Problem: Reproduce every one of the entries below line for line, without changing a single character.

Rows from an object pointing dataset
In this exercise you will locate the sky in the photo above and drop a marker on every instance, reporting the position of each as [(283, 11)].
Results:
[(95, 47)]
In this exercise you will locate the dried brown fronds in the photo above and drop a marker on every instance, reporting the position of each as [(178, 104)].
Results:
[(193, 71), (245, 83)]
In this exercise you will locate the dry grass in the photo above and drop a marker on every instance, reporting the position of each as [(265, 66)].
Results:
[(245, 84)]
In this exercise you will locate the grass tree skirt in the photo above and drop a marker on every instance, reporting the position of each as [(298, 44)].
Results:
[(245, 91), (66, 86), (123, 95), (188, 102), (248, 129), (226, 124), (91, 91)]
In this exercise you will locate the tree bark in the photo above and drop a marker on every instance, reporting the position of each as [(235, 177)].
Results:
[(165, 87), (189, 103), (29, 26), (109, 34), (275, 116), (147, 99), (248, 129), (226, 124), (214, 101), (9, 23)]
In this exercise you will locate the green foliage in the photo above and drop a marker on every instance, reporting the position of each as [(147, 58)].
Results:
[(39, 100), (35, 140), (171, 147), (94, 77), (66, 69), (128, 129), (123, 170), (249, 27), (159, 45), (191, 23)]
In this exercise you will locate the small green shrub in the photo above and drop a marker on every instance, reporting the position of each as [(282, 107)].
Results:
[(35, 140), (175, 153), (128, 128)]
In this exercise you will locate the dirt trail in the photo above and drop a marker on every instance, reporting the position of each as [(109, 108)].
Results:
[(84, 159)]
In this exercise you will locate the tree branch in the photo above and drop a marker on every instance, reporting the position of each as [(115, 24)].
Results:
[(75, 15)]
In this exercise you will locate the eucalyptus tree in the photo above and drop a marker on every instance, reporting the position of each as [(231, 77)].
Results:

Expected answer:
In this exercise you will locate the sky in the photo above and drop a marker on every instance, reporting the position of each as [(283, 11)].
Results:
[(95, 47)]
In this exercise you will locate the dried brown fronds in the photo above and drop a marker on every instance, reporting the position of each as [(178, 104)].
Results:
[(193, 71), (245, 83)]
In this exercise you will locate the dry grass in the photo above and drop a marker on every instance, reporting the position of each as [(265, 66)].
Results:
[(245, 84)]
In this exercise you will locate the grass tree skirt in the photo above and drop a marker on every instance, reporting the position of each as [(298, 44)].
Results:
[(245, 91), (66, 86), (123, 95), (188, 102), (248, 129), (226, 124), (91, 91)]
In this exercise you will locate the tree bark in the photo above and drop a marker on every instance, reporting the position of each as [(235, 177)].
Results:
[(165, 87), (189, 103), (29, 26), (109, 34), (275, 116), (147, 99), (248, 129), (226, 124), (214, 101), (9, 23)]
In this exercise you will locate the green foliage in the photo above and drop a marker on every instance, reporting the position of each as [(147, 58)].
Results:
[(39, 100), (35, 140), (171, 147), (94, 77), (66, 69), (128, 129), (123, 170), (249, 27), (159, 45), (191, 23)]
In this exercise you will locate the small green shrub in the photo above and drop a marker on every instance, reporting the position of each as [(282, 107)].
Results:
[(35, 140), (175, 153), (128, 128)]
In this exercise you will locate the dirt trail in the photo above and drop a marker on every instance, reporting the position of each as [(109, 108)].
Results:
[(84, 159)]
In this exercise you will locate the tree branch in the photo above and drop a marker on every instance, reporting the position of each as [(115, 24)].
Results:
[(75, 15)]
In this exercise you will locate the eucalyptus tree in the photo above and drop a marker on every instance, reporting the position of each as [(231, 77)].
Results:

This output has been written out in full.